▶ **Short exercise 1**:
Using the forum post on blind source separation, answer each question below on its own line, marking each answer with the matching letter.
(a) What equation does the poster give for the model relating x, A, and s?
(b) What example size does the poster give for a signal matrix, and what do its two dimensions stand for?
(c) Besides sign and amplitude, what else does the algorithm not guarantee to preserve?
▶ **Short exercise 2**: Repeat a passage from the forum post on blind source separation word for word, beginning at the words "I then put x" and stopping after the words "might be flipped.".
** start of Document excerpt **
Question

I’m trying to implement a Blind Source Separation (BSS) algorithm and I’m running into trouble determining the efficacy of the algorithm.

I’m trying to create test cases where I work backwards and start with a signal vector s, which is normally unknown, and then create a mixing matrix A, which I use to transform s to create the observation vector x, which is what is normally observed by things like sensory equipment. Therefore I have a model that looks like

x = A * s.

I then put x into the BSS algorithm and get s’, which is a reconstruction of the signal vector.

Now this is where I have a lot of problems; how can I compare s’ and s, and get a quantitative measure of how similar the two vectors are? The algorithm I am studying can only reconstruct the signal vector up to a negative sign (therefore it is possible for s’ to be similar to -s, or stated in another way, for s to be similar in "shape" to s but flipped) and cannot guarantee the preservation of the amplitudes of the signals. So I want to compare the “shapes” of the signals to each other, while also anticipating the fact that while their "shapes" might be similar, they might be flipped.

Just to clarify, when I say signal, I really mean a matrix that could be something like 50 x 10000 (50 different channels with 10000+ data points taken over time). Another problem that arises from the BSS algorithm is that the ordering of the channels is not guaranteed to be preserved. So given s 1, s 2, s 3, ... , s N, which would be the different channels of s , might be reconstructed (again, perhaps flipped and of different amplitudes compared to the original channels in s), but the ordering is not guaranteed to be preserved. So s 1 might correlate instead to s23, and s 2 to s5, and so on and so forth.

So I was wondering if there s a fast and efficient way of comparing the similarity between two different matrices, which are assumed to be composed of vectors that should correlate to one another, although not in the same order, sign, or amplitude.

What would be the best way to solve this? Appreciate the help!
** end of Document excerpt **
** start of Information supplied **
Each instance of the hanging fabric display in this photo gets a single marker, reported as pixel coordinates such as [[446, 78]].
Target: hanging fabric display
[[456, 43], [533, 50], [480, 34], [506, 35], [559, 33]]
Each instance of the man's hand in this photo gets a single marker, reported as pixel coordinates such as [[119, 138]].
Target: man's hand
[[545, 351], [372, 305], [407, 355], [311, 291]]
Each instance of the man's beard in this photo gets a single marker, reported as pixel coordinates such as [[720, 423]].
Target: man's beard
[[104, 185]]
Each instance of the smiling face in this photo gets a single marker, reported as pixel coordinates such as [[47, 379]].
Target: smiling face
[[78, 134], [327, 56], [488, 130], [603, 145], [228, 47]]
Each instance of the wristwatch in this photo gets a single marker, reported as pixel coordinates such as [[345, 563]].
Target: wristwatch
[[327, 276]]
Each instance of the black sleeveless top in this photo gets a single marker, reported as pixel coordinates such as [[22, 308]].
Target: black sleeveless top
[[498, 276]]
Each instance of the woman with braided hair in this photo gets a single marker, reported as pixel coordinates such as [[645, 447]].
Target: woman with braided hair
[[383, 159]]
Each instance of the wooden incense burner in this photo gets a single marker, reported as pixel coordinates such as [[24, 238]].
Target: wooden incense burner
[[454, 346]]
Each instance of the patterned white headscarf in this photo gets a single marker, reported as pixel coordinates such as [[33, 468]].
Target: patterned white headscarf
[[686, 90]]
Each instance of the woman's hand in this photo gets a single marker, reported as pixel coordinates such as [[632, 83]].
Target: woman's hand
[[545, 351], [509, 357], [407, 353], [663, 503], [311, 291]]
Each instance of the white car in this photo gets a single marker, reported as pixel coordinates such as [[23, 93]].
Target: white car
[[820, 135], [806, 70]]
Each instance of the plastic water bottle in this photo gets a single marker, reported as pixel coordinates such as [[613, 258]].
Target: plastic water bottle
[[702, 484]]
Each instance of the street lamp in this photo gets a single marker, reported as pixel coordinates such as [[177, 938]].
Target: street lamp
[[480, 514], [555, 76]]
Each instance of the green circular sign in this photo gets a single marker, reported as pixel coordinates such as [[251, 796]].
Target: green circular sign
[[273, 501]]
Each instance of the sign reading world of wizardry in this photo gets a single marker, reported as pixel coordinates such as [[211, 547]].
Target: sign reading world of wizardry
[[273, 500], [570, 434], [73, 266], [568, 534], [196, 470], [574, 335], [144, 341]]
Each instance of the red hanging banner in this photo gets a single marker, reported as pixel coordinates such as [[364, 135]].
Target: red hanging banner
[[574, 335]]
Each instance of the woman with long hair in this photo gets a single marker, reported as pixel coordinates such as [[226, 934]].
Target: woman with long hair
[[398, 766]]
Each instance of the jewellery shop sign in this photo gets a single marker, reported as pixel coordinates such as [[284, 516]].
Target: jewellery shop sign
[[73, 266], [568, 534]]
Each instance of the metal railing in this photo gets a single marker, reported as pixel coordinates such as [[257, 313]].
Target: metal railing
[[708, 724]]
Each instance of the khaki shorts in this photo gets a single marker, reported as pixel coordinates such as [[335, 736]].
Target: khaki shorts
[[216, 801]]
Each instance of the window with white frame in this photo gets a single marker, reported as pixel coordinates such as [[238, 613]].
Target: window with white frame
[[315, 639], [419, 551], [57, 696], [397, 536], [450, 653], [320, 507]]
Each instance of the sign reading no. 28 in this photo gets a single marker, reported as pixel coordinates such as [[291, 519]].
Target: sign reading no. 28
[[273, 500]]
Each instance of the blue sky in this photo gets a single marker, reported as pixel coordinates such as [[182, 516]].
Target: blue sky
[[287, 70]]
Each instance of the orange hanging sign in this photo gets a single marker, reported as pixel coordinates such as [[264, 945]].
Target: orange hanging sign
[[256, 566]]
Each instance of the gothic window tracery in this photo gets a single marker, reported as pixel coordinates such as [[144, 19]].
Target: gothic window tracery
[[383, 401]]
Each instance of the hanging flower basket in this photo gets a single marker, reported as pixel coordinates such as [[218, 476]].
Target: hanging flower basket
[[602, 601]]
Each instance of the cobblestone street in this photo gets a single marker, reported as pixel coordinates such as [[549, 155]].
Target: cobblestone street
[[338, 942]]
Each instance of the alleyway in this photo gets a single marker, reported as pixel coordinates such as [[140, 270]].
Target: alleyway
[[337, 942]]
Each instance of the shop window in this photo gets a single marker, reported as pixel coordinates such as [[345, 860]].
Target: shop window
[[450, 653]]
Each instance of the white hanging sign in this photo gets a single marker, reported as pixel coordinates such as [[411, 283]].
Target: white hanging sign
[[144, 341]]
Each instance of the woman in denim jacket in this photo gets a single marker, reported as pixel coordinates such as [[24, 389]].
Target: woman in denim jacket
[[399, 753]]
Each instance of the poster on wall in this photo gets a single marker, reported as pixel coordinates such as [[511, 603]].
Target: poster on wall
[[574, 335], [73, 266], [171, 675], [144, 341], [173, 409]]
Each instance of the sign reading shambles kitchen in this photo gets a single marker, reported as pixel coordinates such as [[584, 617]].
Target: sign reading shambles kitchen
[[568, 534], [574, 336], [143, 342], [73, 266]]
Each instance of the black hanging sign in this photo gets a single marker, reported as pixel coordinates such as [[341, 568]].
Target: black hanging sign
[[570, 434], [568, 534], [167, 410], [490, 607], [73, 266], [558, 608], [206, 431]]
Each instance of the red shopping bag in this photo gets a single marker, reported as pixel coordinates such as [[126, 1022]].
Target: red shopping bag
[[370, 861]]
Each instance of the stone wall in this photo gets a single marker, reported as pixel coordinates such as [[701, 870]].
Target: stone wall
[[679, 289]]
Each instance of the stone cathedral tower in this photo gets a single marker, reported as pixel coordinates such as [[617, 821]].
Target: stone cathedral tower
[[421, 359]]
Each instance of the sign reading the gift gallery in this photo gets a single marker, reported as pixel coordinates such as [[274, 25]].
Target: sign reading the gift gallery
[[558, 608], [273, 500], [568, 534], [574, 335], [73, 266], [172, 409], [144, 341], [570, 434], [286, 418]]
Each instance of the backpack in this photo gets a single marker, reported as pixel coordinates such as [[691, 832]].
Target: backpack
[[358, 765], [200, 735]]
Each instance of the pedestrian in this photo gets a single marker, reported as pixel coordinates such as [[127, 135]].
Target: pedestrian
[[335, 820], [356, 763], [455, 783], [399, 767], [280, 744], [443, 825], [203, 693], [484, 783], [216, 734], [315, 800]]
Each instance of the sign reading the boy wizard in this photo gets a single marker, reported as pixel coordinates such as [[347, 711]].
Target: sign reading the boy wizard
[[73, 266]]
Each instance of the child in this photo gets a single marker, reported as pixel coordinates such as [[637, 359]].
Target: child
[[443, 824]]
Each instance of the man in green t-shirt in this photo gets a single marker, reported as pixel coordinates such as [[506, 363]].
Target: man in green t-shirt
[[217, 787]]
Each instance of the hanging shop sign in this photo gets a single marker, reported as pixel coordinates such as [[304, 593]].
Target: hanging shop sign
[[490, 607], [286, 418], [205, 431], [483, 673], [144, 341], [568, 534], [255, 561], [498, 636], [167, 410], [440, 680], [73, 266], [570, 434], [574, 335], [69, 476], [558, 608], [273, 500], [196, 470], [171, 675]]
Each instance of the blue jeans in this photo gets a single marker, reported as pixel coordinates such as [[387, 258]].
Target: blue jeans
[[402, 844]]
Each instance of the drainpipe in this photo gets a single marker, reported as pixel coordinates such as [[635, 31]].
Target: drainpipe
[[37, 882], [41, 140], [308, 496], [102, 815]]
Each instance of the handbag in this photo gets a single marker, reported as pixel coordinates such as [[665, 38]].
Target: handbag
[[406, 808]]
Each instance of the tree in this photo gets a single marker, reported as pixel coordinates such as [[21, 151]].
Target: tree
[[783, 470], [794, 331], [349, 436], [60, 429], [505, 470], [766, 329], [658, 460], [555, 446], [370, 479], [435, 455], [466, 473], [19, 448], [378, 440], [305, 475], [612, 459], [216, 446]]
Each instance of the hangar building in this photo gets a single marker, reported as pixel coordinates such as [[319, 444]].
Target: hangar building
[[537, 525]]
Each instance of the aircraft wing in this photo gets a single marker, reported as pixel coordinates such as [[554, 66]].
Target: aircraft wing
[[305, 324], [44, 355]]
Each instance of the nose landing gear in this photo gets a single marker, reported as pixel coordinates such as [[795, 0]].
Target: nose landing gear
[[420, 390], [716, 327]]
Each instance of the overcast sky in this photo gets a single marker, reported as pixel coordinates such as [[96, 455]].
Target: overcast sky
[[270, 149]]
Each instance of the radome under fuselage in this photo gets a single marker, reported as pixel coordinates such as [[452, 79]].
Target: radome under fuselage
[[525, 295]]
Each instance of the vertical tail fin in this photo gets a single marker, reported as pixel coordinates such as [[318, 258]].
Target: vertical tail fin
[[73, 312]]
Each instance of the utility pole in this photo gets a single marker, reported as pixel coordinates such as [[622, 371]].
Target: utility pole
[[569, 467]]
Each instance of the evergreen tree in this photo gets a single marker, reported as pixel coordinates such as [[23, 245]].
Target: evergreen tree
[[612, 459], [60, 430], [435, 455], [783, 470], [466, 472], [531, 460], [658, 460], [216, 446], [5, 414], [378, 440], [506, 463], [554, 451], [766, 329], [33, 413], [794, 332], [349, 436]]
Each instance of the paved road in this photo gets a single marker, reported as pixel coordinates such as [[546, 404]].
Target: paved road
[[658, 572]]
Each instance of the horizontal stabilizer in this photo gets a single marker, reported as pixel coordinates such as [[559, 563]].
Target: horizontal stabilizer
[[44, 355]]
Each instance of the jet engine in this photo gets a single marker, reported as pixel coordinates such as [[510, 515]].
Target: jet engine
** end of Information supplied **
▶ **Complete answer 1**:
(a) x = A * s
(b) 50 x 10000: 50 different channels with 10000+ data points taken over time
(c) The ordering of the channels

▶ **Complete answer 2**:
I then put x into the BSS algorithm and get s’, which is a reconstruction of the signal vector.

Now this is where I have a lot of problems; how can I compare s’ and s, and get a quantitative measure of how similar the two vectors are? The algorithm I am studying can only reconstruct the signal vector up to a negative sign (therefore it is possible for s’ to be similar to -s, or stated in another way, for s to be similar in "shape" to s but flipped) and cannot guarantee the preservation of the amplitudes of the signals. So I want to compare the “shapes” of the signals to each other, while also anticipating the fact that while their "shapes" might be similar, they might be flipped.